### BRIEF 1:
In the reflection on nursing in the early AIDS crisis, what did the abbreviation GRID stand for?
### BRIEF 2:
Write the next part of the reflection on nursing in the early AIDS crisis, continuing from its final line.

** SUPPLIED PASSAGE follows **

Reliving the Panic

The method of transmission is different, but this pandemic is bringing me back to the days of being a bedside nurse in the early 80s during our introduction to the AIDS crisis. I recall attending emergency conferences at Beekman Downtown Hospital for a new phenomenon called GRID that stood for Gay-related immune deficiency. It was called that incorrectly. We eventually found out that we could all be diagnosed with this disease. A nun was one of the earliest cases. We, as nurses, put one and one together and realized that any of the patients diagnosed with FUO, fever of unknown origin, could indeed be carriers of the disorder that became known as AIDS, Autoimmune Deficiency Syndrome.

My son was preschool age, my daughter a year old in 1982. I went to work daily and masked, gloved, and garbed myself in isolation gowns during that hot summer and for years thereafter. I removed my uniform as soon as I returned home after my twelve-hour shifts. I didn’t want to spread the infection I was sure I had also contracted. I was fearful. Just before we had been conferenced on adhering to strict isolation protocols, I admit that I didn’t wear gloves for the first few years of Nursing. It seems ludicrous now, but that’s how it was many years ago. A friend shared how they used to scour the surgical instruments in a large sink, gloveless. The water became blood red as the nurses prepared them for autoclaving. We were not careful but many of us were spared.

I haven’t written about those days. Those times are chapters that have remained hidden in the desk drawer of my mind. I haven’t been struck by poetry describing the terror of the dying.

The beautiful young men.

** End of SUPPLIED PASSAGE **
** EXTRACTED DATA follows **

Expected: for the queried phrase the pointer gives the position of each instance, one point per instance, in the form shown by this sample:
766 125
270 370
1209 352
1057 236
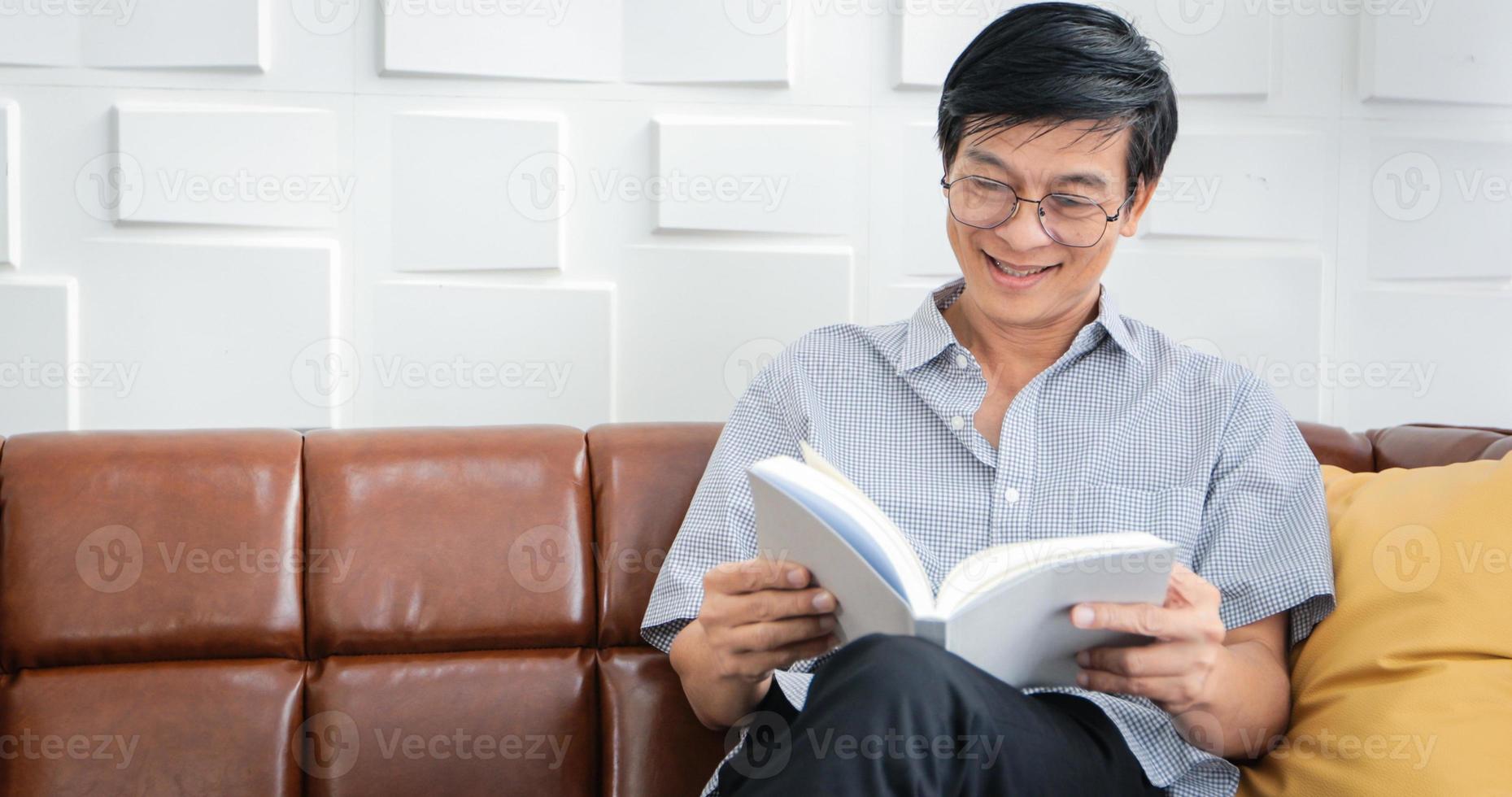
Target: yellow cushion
1406 689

** End of EXTRACTED DATA **

### TASK RESULT 1:
Gay-related immune deficiency.

### TASK RESULT 2:
The beautiful young men who died.

The beautiful young men who remain in my memory.

Sometimes I hear a glimpse of poetic verse and I turn away. I haven’t emotionally readied to deal with them. I didn’t talk about them in my therapy sessions. I’ve told no one about my afternoons changing bloodied and dirtied linen, washing young skin, some flawless and some filled with Kaposi Sarcoma lesions. I’ve told no one about knocking on apartment doors and no one answering. I’ve told no one about bawling in the isolation of my car where no one could see. I’ve told no one of the haunted eyes of mothers and fathers who knew they were dying as they fed their children lunch.

I believe this pandemic has opened that part of my heart that held those days like a clenched fist. I’m slowly allowing the blood in my heart to fully circulate through my being. I may begin jotting short stories about Richard, Kenny, and Roberto. I may write a line or two or maybe a haiku.

This is one thing that I’m thankful for in this time of dread. My heart has once again been struck deeply with love.

We’ll see each other on the other side.